## [Your instructions]
Starting at the line with "of the shrub" in it, reproduce each line below through the last one, exactly, and include nothing else.

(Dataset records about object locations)
● ● ● ●
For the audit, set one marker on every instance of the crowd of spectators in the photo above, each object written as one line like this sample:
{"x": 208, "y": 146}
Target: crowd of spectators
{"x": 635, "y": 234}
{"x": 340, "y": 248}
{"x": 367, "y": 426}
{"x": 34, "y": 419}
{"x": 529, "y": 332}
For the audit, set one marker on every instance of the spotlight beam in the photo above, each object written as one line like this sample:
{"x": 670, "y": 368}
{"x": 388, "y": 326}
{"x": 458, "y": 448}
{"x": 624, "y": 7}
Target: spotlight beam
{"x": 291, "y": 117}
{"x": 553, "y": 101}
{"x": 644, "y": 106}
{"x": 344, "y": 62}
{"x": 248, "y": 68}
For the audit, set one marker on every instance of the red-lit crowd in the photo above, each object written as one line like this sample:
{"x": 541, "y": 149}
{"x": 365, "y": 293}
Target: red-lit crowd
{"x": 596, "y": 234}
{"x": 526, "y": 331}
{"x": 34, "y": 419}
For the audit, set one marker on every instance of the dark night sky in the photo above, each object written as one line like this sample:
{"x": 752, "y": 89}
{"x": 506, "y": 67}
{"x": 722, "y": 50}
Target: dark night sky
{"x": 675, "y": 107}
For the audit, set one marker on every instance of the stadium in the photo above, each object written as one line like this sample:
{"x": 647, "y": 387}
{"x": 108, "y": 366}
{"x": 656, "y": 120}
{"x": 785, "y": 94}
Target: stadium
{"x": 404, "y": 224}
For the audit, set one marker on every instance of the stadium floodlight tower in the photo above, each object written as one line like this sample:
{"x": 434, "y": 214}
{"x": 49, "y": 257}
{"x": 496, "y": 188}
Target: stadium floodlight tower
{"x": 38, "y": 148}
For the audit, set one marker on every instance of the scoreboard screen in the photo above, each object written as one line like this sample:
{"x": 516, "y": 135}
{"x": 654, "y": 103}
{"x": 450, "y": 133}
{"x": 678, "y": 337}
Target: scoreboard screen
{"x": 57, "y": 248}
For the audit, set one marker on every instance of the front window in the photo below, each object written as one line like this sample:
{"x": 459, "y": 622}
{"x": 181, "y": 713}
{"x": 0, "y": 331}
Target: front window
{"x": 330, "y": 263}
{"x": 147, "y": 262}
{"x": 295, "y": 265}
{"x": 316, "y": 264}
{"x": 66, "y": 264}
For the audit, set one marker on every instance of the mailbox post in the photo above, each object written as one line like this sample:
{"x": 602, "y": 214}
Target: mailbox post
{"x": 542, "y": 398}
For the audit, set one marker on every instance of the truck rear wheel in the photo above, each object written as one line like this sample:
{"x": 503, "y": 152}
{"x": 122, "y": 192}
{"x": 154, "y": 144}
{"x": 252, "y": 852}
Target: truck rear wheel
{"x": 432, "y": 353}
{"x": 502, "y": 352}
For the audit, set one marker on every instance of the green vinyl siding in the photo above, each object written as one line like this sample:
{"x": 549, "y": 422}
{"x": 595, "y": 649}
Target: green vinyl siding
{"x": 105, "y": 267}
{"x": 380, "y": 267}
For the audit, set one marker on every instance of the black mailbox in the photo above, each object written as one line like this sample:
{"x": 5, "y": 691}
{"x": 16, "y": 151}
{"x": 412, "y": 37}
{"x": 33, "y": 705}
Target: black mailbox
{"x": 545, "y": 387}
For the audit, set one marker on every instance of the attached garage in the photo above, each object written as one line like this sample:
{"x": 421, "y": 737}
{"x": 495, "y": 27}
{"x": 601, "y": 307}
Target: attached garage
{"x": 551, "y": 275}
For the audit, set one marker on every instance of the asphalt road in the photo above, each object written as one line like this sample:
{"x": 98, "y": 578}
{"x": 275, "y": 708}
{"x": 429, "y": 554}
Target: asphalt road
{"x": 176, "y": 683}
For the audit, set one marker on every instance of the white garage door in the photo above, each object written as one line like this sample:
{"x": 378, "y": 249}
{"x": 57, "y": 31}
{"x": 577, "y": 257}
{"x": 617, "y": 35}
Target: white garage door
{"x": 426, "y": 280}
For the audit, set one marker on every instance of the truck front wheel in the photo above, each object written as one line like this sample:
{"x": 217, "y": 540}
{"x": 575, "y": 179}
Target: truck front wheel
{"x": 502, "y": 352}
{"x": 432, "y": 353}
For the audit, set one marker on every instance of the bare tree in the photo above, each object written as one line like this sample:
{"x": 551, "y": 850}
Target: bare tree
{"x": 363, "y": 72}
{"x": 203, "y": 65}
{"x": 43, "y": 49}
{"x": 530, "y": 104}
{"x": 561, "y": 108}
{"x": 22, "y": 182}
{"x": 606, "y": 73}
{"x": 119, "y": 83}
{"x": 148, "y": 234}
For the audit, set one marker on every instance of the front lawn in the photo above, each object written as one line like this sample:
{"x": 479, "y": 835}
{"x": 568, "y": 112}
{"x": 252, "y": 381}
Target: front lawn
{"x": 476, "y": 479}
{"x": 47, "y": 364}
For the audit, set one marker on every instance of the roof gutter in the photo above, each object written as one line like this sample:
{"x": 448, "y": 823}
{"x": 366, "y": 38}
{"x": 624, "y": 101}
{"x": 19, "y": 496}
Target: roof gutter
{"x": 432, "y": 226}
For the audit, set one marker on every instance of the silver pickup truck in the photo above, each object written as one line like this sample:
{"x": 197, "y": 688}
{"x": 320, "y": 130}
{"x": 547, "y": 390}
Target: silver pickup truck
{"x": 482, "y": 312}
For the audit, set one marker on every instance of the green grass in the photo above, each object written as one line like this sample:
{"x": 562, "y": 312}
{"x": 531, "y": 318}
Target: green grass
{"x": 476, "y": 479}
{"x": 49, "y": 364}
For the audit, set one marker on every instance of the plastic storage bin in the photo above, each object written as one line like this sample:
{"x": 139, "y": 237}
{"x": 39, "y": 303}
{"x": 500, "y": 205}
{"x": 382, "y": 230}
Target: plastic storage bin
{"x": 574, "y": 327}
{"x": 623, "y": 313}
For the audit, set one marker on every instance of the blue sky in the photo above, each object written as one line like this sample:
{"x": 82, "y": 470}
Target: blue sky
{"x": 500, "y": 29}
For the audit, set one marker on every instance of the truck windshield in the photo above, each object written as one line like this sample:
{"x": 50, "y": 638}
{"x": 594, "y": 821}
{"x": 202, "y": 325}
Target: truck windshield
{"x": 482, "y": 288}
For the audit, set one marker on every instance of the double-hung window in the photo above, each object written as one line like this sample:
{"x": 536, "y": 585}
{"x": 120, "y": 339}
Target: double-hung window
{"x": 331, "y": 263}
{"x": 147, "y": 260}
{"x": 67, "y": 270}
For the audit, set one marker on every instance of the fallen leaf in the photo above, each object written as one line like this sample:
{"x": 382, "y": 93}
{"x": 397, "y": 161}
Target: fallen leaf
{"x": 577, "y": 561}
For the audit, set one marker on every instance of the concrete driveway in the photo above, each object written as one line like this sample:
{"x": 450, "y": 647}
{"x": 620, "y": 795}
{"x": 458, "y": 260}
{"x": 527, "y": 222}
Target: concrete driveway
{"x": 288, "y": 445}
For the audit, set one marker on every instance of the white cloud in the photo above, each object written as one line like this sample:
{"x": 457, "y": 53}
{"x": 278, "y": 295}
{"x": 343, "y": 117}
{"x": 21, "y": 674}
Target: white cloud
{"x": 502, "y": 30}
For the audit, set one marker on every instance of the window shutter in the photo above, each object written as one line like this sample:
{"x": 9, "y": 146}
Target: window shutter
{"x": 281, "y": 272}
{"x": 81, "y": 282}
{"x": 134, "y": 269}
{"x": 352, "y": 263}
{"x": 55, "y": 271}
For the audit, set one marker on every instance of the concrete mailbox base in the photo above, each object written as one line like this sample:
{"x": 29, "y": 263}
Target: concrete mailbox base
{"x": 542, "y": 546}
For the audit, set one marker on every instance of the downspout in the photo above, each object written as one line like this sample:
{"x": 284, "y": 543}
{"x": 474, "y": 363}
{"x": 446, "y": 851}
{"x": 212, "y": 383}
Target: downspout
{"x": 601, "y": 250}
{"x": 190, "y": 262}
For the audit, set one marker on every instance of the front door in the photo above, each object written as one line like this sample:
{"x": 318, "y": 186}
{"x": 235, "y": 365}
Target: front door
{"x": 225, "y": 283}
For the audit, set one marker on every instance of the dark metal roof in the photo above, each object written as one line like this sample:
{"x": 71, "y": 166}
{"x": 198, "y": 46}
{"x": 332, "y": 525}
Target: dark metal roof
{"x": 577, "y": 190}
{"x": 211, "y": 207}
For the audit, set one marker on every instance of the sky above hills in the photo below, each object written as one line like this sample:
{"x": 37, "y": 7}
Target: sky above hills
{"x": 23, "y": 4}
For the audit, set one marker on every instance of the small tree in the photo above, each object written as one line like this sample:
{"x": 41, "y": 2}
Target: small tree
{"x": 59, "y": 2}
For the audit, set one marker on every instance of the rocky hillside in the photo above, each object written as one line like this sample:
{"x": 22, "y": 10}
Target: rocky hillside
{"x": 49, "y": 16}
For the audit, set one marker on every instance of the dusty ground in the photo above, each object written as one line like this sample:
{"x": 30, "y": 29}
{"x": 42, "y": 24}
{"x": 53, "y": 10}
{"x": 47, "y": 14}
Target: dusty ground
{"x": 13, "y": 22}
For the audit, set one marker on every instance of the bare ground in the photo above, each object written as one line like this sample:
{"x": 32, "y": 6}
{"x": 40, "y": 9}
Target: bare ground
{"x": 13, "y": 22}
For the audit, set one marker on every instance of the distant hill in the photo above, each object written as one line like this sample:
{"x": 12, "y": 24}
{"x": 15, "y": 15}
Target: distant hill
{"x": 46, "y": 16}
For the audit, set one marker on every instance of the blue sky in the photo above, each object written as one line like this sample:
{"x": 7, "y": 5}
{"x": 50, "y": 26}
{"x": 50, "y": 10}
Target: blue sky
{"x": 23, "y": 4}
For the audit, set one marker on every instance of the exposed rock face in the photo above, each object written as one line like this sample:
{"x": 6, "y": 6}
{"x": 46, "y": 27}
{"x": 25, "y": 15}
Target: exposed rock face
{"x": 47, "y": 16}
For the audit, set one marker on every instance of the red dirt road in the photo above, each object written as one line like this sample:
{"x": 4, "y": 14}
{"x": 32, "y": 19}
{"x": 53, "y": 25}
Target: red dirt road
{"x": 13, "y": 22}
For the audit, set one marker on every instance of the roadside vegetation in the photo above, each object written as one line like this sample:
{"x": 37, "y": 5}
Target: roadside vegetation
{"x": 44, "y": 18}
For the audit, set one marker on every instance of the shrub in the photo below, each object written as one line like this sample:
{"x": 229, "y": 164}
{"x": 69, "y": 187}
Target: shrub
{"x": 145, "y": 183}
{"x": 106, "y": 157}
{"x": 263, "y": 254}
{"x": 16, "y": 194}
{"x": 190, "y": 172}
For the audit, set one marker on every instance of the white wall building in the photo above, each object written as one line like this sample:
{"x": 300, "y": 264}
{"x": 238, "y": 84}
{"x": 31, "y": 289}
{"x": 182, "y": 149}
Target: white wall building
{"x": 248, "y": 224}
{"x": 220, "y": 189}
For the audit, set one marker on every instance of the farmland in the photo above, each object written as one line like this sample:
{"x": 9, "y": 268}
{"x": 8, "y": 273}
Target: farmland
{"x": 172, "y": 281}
● ● ● ●
## [Response]
For the audit, set one marker on every instance of the shrub in the photo below, each object written as one line like this sample:
{"x": 229, "y": 164}
{"x": 69, "y": 187}
Target: shrub
{"x": 145, "y": 183}
{"x": 106, "y": 157}
{"x": 263, "y": 254}
{"x": 16, "y": 194}
{"x": 190, "y": 172}
For the audit, set one marker on every instance of the white wall building in the photo above, each object written as one line like this sample:
{"x": 300, "y": 264}
{"x": 238, "y": 84}
{"x": 31, "y": 289}
{"x": 182, "y": 149}
Target: white wall building
{"x": 248, "y": 224}
{"x": 220, "y": 189}
For the audit, set one marker on every instance of the farmland in the photo above, each object written as one line like this sample:
{"x": 9, "y": 268}
{"x": 8, "y": 273}
Target: farmland
{"x": 172, "y": 281}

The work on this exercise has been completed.